Dataset records
__________________________________________________
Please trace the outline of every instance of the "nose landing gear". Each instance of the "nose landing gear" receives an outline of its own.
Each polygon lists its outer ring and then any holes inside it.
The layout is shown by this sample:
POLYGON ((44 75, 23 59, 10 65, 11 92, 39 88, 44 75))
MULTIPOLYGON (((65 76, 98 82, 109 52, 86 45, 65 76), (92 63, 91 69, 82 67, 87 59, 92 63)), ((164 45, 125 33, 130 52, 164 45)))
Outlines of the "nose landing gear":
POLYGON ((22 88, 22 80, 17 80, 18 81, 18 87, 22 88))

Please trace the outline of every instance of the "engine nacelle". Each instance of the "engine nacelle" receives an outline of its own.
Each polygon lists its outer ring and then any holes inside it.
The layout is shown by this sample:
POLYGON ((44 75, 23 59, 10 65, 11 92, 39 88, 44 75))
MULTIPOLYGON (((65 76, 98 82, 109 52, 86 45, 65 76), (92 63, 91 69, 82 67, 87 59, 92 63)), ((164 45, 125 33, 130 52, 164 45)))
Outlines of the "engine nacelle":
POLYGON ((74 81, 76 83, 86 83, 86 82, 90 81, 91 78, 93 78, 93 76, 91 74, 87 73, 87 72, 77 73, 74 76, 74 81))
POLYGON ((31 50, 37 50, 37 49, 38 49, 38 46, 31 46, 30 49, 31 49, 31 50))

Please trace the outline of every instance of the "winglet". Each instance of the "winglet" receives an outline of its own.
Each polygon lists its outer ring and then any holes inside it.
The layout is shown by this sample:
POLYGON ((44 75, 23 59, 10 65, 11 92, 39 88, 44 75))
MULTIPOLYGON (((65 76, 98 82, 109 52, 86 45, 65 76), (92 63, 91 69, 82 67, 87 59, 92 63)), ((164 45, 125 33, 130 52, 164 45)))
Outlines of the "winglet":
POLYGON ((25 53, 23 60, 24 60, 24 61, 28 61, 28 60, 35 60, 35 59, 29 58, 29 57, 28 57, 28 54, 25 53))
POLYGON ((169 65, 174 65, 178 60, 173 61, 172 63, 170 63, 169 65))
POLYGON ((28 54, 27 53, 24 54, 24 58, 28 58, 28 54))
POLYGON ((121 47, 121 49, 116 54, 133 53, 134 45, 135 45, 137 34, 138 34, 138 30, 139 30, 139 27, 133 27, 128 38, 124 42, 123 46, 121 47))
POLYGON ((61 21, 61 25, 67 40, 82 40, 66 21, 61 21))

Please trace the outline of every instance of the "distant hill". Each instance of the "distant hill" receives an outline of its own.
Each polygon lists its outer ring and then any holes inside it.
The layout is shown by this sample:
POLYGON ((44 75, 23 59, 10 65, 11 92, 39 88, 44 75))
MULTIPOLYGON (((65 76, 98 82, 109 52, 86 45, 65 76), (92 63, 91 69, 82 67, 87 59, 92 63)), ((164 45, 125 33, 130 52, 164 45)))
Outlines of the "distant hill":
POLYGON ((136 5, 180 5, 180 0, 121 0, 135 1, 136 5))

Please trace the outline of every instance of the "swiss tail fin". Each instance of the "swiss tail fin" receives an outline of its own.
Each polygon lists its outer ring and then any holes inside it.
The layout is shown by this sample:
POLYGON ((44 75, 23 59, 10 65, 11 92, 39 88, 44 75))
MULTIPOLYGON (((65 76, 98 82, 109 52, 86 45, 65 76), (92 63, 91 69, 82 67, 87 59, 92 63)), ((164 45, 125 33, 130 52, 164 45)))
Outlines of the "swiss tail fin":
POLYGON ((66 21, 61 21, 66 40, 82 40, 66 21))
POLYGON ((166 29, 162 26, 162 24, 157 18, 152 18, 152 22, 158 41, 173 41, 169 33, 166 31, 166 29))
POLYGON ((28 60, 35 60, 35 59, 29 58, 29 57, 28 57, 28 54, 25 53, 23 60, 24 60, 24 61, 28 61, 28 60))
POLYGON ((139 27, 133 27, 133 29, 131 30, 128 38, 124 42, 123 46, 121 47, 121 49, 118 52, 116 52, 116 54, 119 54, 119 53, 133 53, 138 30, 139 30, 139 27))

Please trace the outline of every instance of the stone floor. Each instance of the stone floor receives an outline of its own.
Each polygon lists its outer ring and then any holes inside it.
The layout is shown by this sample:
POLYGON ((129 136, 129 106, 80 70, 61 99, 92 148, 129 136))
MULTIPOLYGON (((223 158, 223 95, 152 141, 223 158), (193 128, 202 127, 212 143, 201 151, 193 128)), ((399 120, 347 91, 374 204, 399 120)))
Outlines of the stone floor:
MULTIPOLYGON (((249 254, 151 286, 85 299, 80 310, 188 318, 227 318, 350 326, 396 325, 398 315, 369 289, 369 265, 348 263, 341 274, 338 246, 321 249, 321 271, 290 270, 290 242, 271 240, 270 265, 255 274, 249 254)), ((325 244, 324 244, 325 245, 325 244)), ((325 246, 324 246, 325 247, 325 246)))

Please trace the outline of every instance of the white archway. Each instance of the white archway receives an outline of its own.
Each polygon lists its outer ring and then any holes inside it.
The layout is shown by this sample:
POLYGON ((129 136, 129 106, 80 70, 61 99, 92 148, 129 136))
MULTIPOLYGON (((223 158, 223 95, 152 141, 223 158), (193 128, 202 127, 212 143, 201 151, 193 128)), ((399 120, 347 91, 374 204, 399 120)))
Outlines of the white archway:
__________________________________________________
| What needs to be done |
Reproduce every line of the records above verbatim, with nothing altered, added, or left out.

| Solution below |
Please trace the outline of every instance of the "nose landing gear". Each instance of the "nose landing gear" receives an outline of its own.
Each polygon lists its outer ring and then any holes inside it.
The layout is shown by this sample:
POLYGON ((44 75, 23 59, 10 65, 11 92, 39 88, 44 75))
MULTIPOLYGON (((65 76, 98 82, 109 52, 86 45, 65 76), (92 63, 91 69, 82 67, 87 59, 92 63)), ((164 45, 125 33, 130 52, 164 45)))
Outlines of the "nose landing gear":
POLYGON ((22 88, 22 80, 17 80, 18 81, 18 87, 22 88))

Please trace the outline of every instance of the "engine nacelle". Each instance of the "engine nacelle" receives an outline of its own.
Each polygon lists its outer ring and then any holes inside it.
The layout is shown by this sample:
POLYGON ((44 75, 23 59, 10 65, 11 92, 39 88, 44 75))
MULTIPOLYGON (((65 76, 98 82, 109 52, 86 45, 65 76), (92 63, 91 69, 82 67, 87 59, 92 63)), ((164 45, 125 33, 130 52, 164 45)))
Outlines of the "engine nacelle":
POLYGON ((74 81, 76 83, 86 83, 86 82, 90 81, 91 78, 93 78, 93 76, 91 74, 87 73, 87 72, 77 73, 74 76, 74 81))
POLYGON ((31 50, 37 50, 37 49, 38 49, 38 46, 31 46, 30 49, 31 49, 31 50))

Please trace the outline of every instance of the "winglet". Each instance of the "winglet" receives an outline of its own.
Each polygon lists its outer ring and then any holes inside it.
The layout is shown by this sample:
POLYGON ((44 75, 23 59, 10 65, 11 92, 39 88, 44 75))
MULTIPOLYGON (((65 76, 98 82, 109 52, 86 45, 65 76), (92 63, 91 69, 82 67, 87 59, 92 63)), ((164 45, 125 33, 130 52, 164 45)))
Outlines of the "winglet":
POLYGON ((25 53, 23 60, 24 60, 24 61, 28 61, 28 60, 35 60, 35 59, 29 58, 29 57, 28 57, 28 54, 25 53))
POLYGON ((169 65, 174 65, 178 60, 173 61, 172 63, 170 63, 169 65))
POLYGON ((28 54, 27 53, 24 54, 24 58, 28 58, 28 54))
POLYGON ((121 47, 121 49, 116 54, 133 53, 134 45, 135 45, 137 34, 138 34, 138 30, 139 30, 139 27, 133 27, 128 38, 124 42, 123 46, 121 47))
POLYGON ((61 21, 61 25, 67 40, 82 40, 66 21, 61 21))

Please trace the outline of every instance of the "distant hill". Each instance of the "distant hill" receives an outline of its own.
Each polygon lists its outer ring and then any holes inside it.
The layout is shown by this sample:
POLYGON ((44 75, 23 59, 10 65, 11 92, 39 88, 44 75))
MULTIPOLYGON (((65 76, 98 82, 109 52, 86 45, 65 76), (92 63, 91 69, 82 67, 87 59, 92 63)), ((164 45, 125 33, 130 52, 164 45)))
Outlines of the "distant hill":
POLYGON ((136 5, 180 5, 180 0, 121 0, 135 1, 136 5))

Please trace the outline of every instance of the "swiss tail fin". Each instance of the "swiss tail fin" receives an outline of its own.
Each polygon lists its outer ring and then any holes inside it.
The layout is shown by this sample:
POLYGON ((44 75, 23 59, 10 65, 11 92, 39 88, 44 75))
MULTIPOLYGON (((65 76, 98 82, 109 52, 86 45, 65 76), (92 63, 91 69, 82 67, 87 59, 92 63)), ((164 45, 125 33, 130 52, 164 45)))
Outlines of the "swiss tail fin":
POLYGON ((66 21, 61 21, 66 40, 82 40, 66 21))
POLYGON ((166 29, 162 26, 162 24, 157 18, 152 18, 152 22, 158 41, 173 41, 169 33, 166 31, 166 29))
POLYGON ((28 60, 35 60, 35 59, 29 58, 29 57, 28 57, 28 54, 25 53, 23 60, 24 60, 24 61, 28 61, 28 60))
POLYGON ((139 27, 133 27, 133 29, 131 30, 128 38, 124 42, 123 46, 121 47, 121 49, 118 52, 116 52, 116 54, 119 54, 119 53, 133 53, 138 30, 139 30, 139 27))

Please trace the outline of every instance of the stone floor. Each instance of the stone floor receives an outline of its own.
Each polygon lists its outer ring and then any holes inside it.
The layout is shown by this sample:
POLYGON ((129 136, 129 106, 80 70, 61 99, 92 148, 129 136))
MULTIPOLYGON (((223 158, 223 95, 152 141, 223 158), (193 128, 202 127, 212 143, 201 151, 193 128)), ((399 120, 347 91, 374 204, 399 120)))
Outlines of the stone floor:
MULTIPOLYGON (((249 254, 151 286, 85 299, 80 310, 188 318, 227 318, 350 326, 396 325, 398 315, 369 289, 369 265, 348 263, 341 274, 338 246, 321 249, 321 271, 290 270, 290 242, 271 240, 270 265, 255 274, 249 254)), ((325 244, 324 244, 325 245, 325 244)), ((325 246, 324 246, 325 247, 325 246)))

Please trace the outline of every instance of the white archway. Each instance of the white archway receives an outline of its own.
Each polygon lists its outer ring and then any holes inside it.
The layout is shown by this sample:
POLYGON ((129 136, 129 106, 80 70, 61 99, 92 148, 129 136))
MULTIPOLYGON (((223 158, 223 95, 152 141, 223 158), (193 128, 202 127, 212 143, 201 151, 193 128)), ((399 120, 347 91, 374 204, 399 120)))
Outlines of the white archway:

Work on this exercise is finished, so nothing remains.